▶ Data
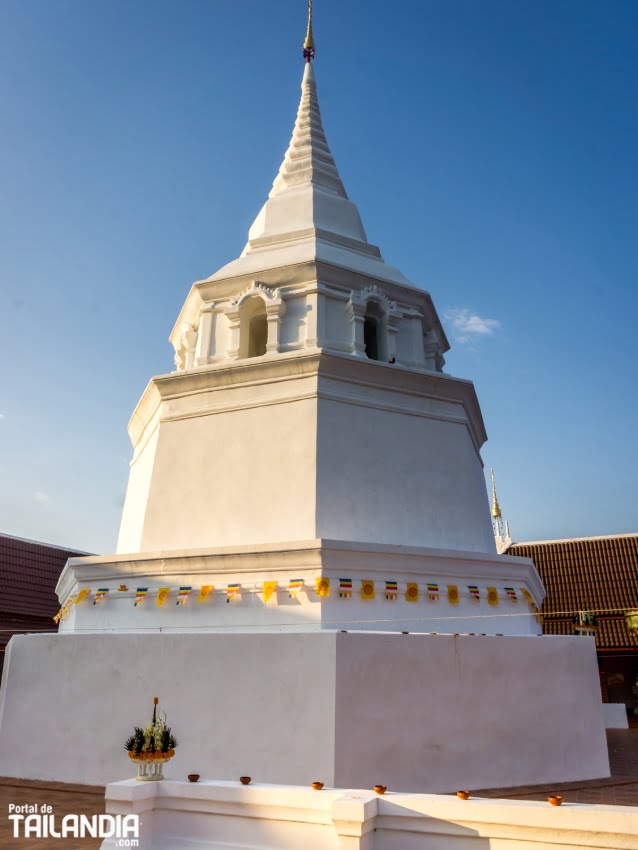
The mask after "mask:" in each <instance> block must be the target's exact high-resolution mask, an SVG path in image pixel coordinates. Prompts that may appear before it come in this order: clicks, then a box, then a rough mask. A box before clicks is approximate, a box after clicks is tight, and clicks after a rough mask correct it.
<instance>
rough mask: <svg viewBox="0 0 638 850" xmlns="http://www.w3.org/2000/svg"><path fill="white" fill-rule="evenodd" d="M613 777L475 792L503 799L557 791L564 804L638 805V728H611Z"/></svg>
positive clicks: (495, 788)
mask: <svg viewBox="0 0 638 850" xmlns="http://www.w3.org/2000/svg"><path fill="white" fill-rule="evenodd" d="M607 746H608V748H609V766H610V769H611V776H610V778H609V779H591V780H589V781H588V782H562V783H561V782H557V783H555V784H554V785H551V786H547V785H530V786H520V787H518V788H489V789H483V790H481V791H475V792H474V794H475V796H476V797H497V798H500V799H502V800H508V799H509V800H546V799H547V796H548V794H550V793H552V794H553V793H557V794H560V795H561V796H562V797H563V802H564V803H596V804H599V805H606V806H638V728H631V729H608V730H607Z"/></svg>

▶ Work item
Could you reproduce the listing above verbatim, with the picture left out of your reply?

▶ Finished task
The mask after "mask:" in each <instance> block must be the target's exact high-resolution mask, an SVG path in image pixel coordinates. Prompts that may appear before it come in this order: clicks, then a box, then a rough mask. A box before clicks is approximate, a box after clicks is tight, and clicks after a rough mask correct it.
<instance>
rough mask: <svg viewBox="0 0 638 850" xmlns="http://www.w3.org/2000/svg"><path fill="white" fill-rule="evenodd" d="M613 777L475 792L503 799L557 791L564 804L638 805V728H611Z"/></svg>
positive clicks: (495, 788)
mask: <svg viewBox="0 0 638 850" xmlns="http://www.w3.org/2000/svg"><path fill="white" fill-rule="evenodd" d="M607 746H608V748H609V766H610V769H611V776H610V778H609V779H591V780H589V781H588V782H562V783H561V782H557V783H555V784H554V785H551V786H547V785H530V786H520V787H518V788H489V789H483V790H481V791H475V792H474V794H475V796H476V797H497V798H500V799H502V800H508V799H509V800H546V799H547V796H548V794H550V793H552V794H553V793H557V794H560V795H561V796H562V797H563V802H564V803H596V804H599V805H606V806H638V728H631V729H608V730H607Z"/></svg>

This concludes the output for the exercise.